Extract the entries in their exact form.

* Given information *

* * *

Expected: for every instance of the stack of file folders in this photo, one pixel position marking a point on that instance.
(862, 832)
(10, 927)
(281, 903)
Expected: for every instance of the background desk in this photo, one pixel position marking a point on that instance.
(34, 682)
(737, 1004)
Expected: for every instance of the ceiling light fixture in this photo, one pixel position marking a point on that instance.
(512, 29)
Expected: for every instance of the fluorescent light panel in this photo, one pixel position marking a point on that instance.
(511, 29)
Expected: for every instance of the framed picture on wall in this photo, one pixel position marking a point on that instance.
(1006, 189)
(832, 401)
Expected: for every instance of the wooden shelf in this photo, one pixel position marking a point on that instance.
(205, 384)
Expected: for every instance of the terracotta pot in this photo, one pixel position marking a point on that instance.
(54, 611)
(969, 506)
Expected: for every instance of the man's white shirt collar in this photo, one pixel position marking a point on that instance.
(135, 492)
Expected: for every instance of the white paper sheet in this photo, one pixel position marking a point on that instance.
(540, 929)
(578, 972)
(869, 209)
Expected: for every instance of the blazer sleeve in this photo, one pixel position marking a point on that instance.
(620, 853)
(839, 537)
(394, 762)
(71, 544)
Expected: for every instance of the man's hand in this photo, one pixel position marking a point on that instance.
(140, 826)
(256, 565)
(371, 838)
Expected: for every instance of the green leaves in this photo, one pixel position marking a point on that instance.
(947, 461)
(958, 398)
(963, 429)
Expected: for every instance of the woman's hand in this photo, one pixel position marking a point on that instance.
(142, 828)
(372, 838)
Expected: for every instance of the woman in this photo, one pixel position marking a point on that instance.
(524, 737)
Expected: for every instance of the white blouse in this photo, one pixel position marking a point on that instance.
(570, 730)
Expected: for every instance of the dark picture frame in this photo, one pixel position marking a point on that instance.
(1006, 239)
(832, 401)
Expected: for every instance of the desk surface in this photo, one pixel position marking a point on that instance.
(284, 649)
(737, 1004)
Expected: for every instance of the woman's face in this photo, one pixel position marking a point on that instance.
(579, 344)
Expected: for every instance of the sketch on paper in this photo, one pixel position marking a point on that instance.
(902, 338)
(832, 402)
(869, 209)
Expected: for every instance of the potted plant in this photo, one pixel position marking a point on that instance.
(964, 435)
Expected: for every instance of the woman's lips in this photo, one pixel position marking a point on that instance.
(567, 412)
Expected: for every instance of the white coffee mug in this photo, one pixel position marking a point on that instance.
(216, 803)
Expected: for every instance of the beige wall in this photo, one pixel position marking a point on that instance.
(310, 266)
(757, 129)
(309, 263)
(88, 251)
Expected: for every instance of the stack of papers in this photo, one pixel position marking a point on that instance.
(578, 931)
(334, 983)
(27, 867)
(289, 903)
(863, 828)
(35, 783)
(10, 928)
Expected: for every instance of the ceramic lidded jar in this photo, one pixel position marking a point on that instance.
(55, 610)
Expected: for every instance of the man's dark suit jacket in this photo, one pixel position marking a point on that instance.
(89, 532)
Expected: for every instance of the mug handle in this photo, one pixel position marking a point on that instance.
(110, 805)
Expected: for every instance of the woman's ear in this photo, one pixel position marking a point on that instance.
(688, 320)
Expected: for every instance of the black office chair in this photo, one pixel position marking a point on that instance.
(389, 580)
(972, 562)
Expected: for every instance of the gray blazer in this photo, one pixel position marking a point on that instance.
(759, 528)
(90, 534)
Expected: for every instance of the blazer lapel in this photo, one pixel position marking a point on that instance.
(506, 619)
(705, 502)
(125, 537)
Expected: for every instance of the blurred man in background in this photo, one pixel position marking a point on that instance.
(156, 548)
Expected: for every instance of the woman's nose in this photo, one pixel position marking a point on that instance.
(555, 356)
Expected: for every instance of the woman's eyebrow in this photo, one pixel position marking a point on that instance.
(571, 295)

* * *

* Exercise result *
Expected: for every instance of the stack of file folders in this photo, one pixel position marking a point on that instance.
(862, 832)
(10, 927)
(281, 903)
Expected: for every instance of the background desk in this photo, one pixel position marking a point on that instance.
(34, 682)
(737, 1004)
Expected: for every instance of the ceiling light fixture in this photo, one pixel position marking a point on that instance.
(512, 29)
Expected: for every instance of the fluorescent light panel in this photo, one pixel position marking a point on that instance.
(511, 29)
Expected: for every instance of the framed picture on wall in this photo, one pixel position marking a point on that instance.
(1006, 189)
(832, 401)
Expected: for every instance of the wooden shelf in this photo, one pixel position marking a point on that instance.
(205, 384)
Expected: for every instance of the terracotta pot in this photo, one pixel position marking a point on that instance.
(54, 611)
(969, 506)
Expected: for every instance of the man's white shirt collar in this photo, one pixel position marking a point on that instance.
(135, 492)
Expected: for every instance of the white paper sheet in this photo, one pixel position marking a point on that instance.
(540, 929)
(578, 972)
(869, 209)
Expected: for every instance of the blazer sleeve in this photo, one pixel position marking a point on that instance.
(620, 853)
(839, 537)
(394, 762)
(71, 544)
Expected: for every instance of the man's hand in this photo, one pixel position marking a point on that instance.
(140, 826)
(256, 565)
(371, 838)
Expected: for every instance of the green leaves in this photo, one pixel position marking a point on that instance.
(947, 461)
(958, 398)
(963, 429)
Expected: for every instance of the woman's hand in this photo, one pixel position marking a point on that instance.
(142, 828)
(372, 838)
Expected: for every instance of the woman in this photo, one pixel position marking a point on that instance.
(524, 737)
Expected: for every instance of the white blouse in this photo, one pixel position marking a point on that instance.
(570, 730)
Expected: for every instance of the dark picture frame in this photo, one pixel position marking a point on that instance.
(1006, 239)
(832, 401)
Expected: for every instance of the desk surface in this photo, one pixel position marking a point on that instance.
(284, 649)
(737, 1004)
Expected: for every instance of the woman's face in this photo, one pixel position marking a point on that instance.
(579, 344)
Expected: for every instance of the sketch on paper in this photo, one pixel position marking a point on that instance.
(902, 338)
(832, 402)
(869, 209)
Expected: for every instance of the potted plant in this photo, one pixel position marking a point on that instance.
(964, 435)
Expected: for every instance of the woman's lips in this photo, one pixel position marking a point on that instance.
(567, 412)
Expected: for every instance of the white coffee mug in this photo, one pixel position marking a point on that instance.
(216, 803)
Expected: for every instance of the beige wall in this photo, one pixel position marking a point on that instance.
(310, 266)
(757, 129)
(309, 263)
(88, 251)
Expected: for every instance of the stack of papers in this photo, one pixel position marking a point on that instance.
(578, 931)
(334, 983)
(27, 867)
(289, 903)
(863, 828)
(35, 783)
(10, 928)
Expected: for every instance of the ceramic lidded jar in this photo, one pixel position marking a point on that instance.
(55, 610)
Expected: for every instance of the man's dark suit jacket in this photo, one pixel position marking a point on that instance.
(89, 532)
Expected: for every instance of the mug handle in this photo, one pixel position marking a point on that instance.
(110, 805)
Expected: for every instance of the woman's ear in this photo, one pixel position marking a point on that instance.
(688, 320)
Expected: for every instance of the black office chair in this photo, one pixel position marking a point on that instance.
(389, 580)
(972, 562)
Expected: for every instance of the gray blazer in this photo, one pixel position marking a point on that instance.
(759, 528)
(90, 534)
Expected: for every instance of the blazer lapel in this photo, one pixel position marking a point on that instance.
(506, 619)
(705, 502)
(125, 537)
Expected: for every instance of the blurred man in background in this photo, one pixel position marking a point on that instance.
(156, 548)
Expected: for every instance of the woman's nose in this photo, one pixel position marking a point on that instance.
(555, 356)
Expected: for every instance of the woman's eyebrow in this photo, one pixel position marking a point on that instance.
(571, 295)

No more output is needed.